- [Extract provided]:
** Begin **

Summarizing, a Cartesian reference system $O{x}_1{x}_2{x}_3$ is considered, such that the coordinate $x_3$ (which varies orthogonally to the bases of the cylinder) ranges between 0 and H, and the lower base $D_0$ continues to lie in the coordinate plane $O{x}_1{x}_2$. We also call $D_{x_3}$ the plane cross-section at distance $x_3$ from $D_0$ and, correspondingly, $C_{x_3}$ the portion of C of height $\left(H-x_3\right)$ between the cross-sections $D_{x_3}$ and $D_H$. We set the following:

a.

Trivial (side) BCs:

$$\begin{array}{c}{t}_{\alpha i}^{*}\left(x_1,x_2,x_3,t\right)n_{\alpha }=0\mathrm{or}{u}_i^{*}\left(x_1,x_2,x_3,t\right)=0,\hfill \\ h_{\alpha }^{*}\left(x_1,x_2,x_3,t\right)n_{\alpha }=0\mathrm{or}{\phi }^{*}\left(x_1,x_2,x_3,t\right)=0,\hfill \\ q_{\alpha }^{*}\left(x_1,x_2,x_3,t\right)n_{\alpha }=0\mathrm{or}{\alpha }^{*}\left(x_1,x_2,x_3,t\right)=0\mathrm{if} \left(x_1,x_2\right)\in \partial D_{x_3},x_3\in \left(0,H\right),\hfill \end{array}$$

(3)

where $n_{\alpha }$($\alpha =1,2$) are the components of the outward unit vector normal to the side surface of the cylinder.

b.

Trivial (upper base) BCs:

$$\begin{array}{c}{t}_{3i}^{*}\left(x_1,x_2,H,t\right)=0\mathrm{or}{u}_i^{*}\left(x_1,x_2,H,t\right)=0,\hfill \\ h_3^{*}\left(x_1,x_2,H,t\right)=0\mathrm{or}{\phi }^{*}\left(x_1,x_2,H,t\right)=0,\hfill \\ q_3^{*}\left(x_1,x_2,H,t\right)=0\mathrm{or}{\alpha }^{*}\left(x_1,x_2,H,t\right)=0\mathrm{if} \left(x_1,x_2\right)\in D_H.\hfill \end{array}$$

(4)

c.

Non-zero (lower base, $D_0$) BCs, intended as an assigned thermomechanical signal coming from the outside:

$$\begin{array}{c}{t}_{3i}^{*}\left(x_1,x_2,0,t\right)={\widehat{t}}_i^{*}\left(x_1,x_2,t\right)\mathrm{or}{u}_i^{*}\left(x_1,x_2,0,t\right)={\widehat{u}}_i^{*}\left(x_1,x_2,t\right),\hfill \\ h_3^{*}\left(x_1,x_2,0,t\right)={\widehat{h}}^{*}\left(x_1,x_2,t\right)\mathrm{or}{\phi }^{*}\left(x_1,x_2,0,t\right)={\widehat{\phi }}^{*}\left(x_1,x_2,t\right),\hfill \\ q_3^{*}\left(x_1,x_2,0,t\right)={\widehat{q}}^{*}\left(x_1,x_2,t\right)\mathrm{or}{\alpha }^{*}\left(x_1,x_2,0,t\right)={\widehat{\alpha }}^{*}\left(x_1,x_2,t\right)\mathrm{if} \left(x_1,x_2\right)\in D_0,\hfill \end{array}$$

(5)

** End **

- [Data provided]:
** Begin **

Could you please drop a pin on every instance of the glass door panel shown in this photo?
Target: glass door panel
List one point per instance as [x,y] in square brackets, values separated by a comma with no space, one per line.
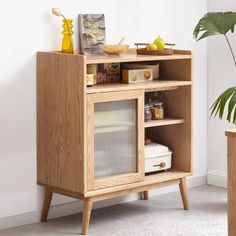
[115,138]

** End **

- [What to do]:
- A) Answer each of these from the excerpt on cylinder boundary conditions, one line per answer:
(i) Between which two values does the coordinate x₃ range?
(ii) What is the height of the portion C_{x₃}?
(iii) How are the non-zero boundary conditions on the lower base intended?
- B) Please state whether each statement agrees with the excerpt on cylinder boundary conditions. Answer yes or no, and quote the deciding words.
(i) The lower base D₀ lies in the coordinate plane Ox₁x₂.
(ii) The boundary conditions on the upper base are non-zero.
(iii) The components n_α belong to an inward unit vector normal to the side surface.

- [Outputs in order]:
- A)
(i) Between 0 and H.
(ii) H − x₃.
(iii) As an assigned thermomechanical signal coming from the outside.

- B)
(i) Yes: "continues to lie in the coordinate plane"
(ii) No: "Trivial (upper base) BCs"
(iii) No: "the outward unit vector normal to the side surface of the cylinder"